→ **Task objective**
Set the entries down again exactly; none may be skipped.

→ **Material for this task**
◇ ◇ ◇

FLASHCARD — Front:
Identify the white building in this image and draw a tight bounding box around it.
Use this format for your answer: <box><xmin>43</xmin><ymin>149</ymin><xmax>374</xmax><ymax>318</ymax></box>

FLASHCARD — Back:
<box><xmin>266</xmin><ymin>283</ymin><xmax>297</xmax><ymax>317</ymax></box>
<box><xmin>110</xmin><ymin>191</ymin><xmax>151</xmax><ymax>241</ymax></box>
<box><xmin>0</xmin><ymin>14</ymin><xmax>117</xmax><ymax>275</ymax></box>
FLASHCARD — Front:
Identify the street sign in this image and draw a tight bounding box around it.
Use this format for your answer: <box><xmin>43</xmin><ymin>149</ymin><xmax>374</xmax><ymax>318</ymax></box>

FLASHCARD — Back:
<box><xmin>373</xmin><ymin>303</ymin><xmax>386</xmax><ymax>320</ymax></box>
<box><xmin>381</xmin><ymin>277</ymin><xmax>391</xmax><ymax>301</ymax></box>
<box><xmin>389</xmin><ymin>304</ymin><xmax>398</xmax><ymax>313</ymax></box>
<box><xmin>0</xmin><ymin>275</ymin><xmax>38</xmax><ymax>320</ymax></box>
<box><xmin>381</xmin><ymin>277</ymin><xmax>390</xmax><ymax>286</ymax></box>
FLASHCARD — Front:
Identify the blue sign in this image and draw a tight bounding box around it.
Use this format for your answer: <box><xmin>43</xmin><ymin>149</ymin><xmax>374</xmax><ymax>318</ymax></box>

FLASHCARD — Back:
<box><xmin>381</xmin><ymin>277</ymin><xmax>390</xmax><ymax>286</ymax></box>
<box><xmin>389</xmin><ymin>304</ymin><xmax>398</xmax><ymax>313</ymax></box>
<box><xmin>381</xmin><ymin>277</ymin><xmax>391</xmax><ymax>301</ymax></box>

◇ ◇ ◇

→ **Task solution**
FLASHCARD — Front:
Identify the white building in this image and draw a tight bounding box around it.
Use this format for your answer: <box><xmin>43</xmin><ymin>149</ymin><xmax>374</xmax><ymax>318</ymax></box>

FLASHCARD — Back:
<box><xmin>266</xmin><ymin>283</ymin><xmax>297</xmax><ymax>317</ymax></box>
<box><xmin>110</xmin><ymin>191</ymin><xmax>151</xmax><ymax>241</ymax></box>
<box><xmin>0</xmin><ymin>14</ymin><xmax>117</xmax><ymax>275</ymax></box>
FLASHCARD — Front:
Identify the street sign in this image and draw a tight bounding box around it.
Use this format for your answer: <box><xmin>43</xmin><ymin>149</ymin><xmax>374</xmax><ymax>318</ymax></box>

FLASHCARD — Back:
<box><xmin>373</xmin><ymin>303</ymin><xmax>386</xmax><ymax>320</ymax></box>
<box><xmin>381</xmin><ymin>277</ymin><xmax>391</xmax><ymax>301</ymax></box>
<box><xmin>389</xmin><ymin>304</ymin><xmax>398</xmax><ymax>313</ymax></box>
<box><xmin>0</xmin><ymin>275</ymin><xmax>38</xmax><ymax>320</ymax></box>
<box><xmin>381</xmin><ymin>277</ymin><xmax>390</xmax><ymax>286</ymax></box>
FLASHCARD — Front:
Identify the blue sign in this image and draw a tight bounding box around it.
Use this format for your answer: <box><xmin>43</xmin><ymin>149</ymin><xmax>374</xmax><ymax>318</ymax></box>

FLASHCARD — Back:
<box><xmin>381</xmin><ymin>277</ymin><xmax>390</xmax><ymax>286</ymax></box>
<box><xmin>389</xmin><ymin>304</ymin><xmax>398</xmax><ymax>313</ymax></box>
<box><xmin>381</xmin><ymin>277</ymin><xmax>391</xmax><ymax>301</ymax></box>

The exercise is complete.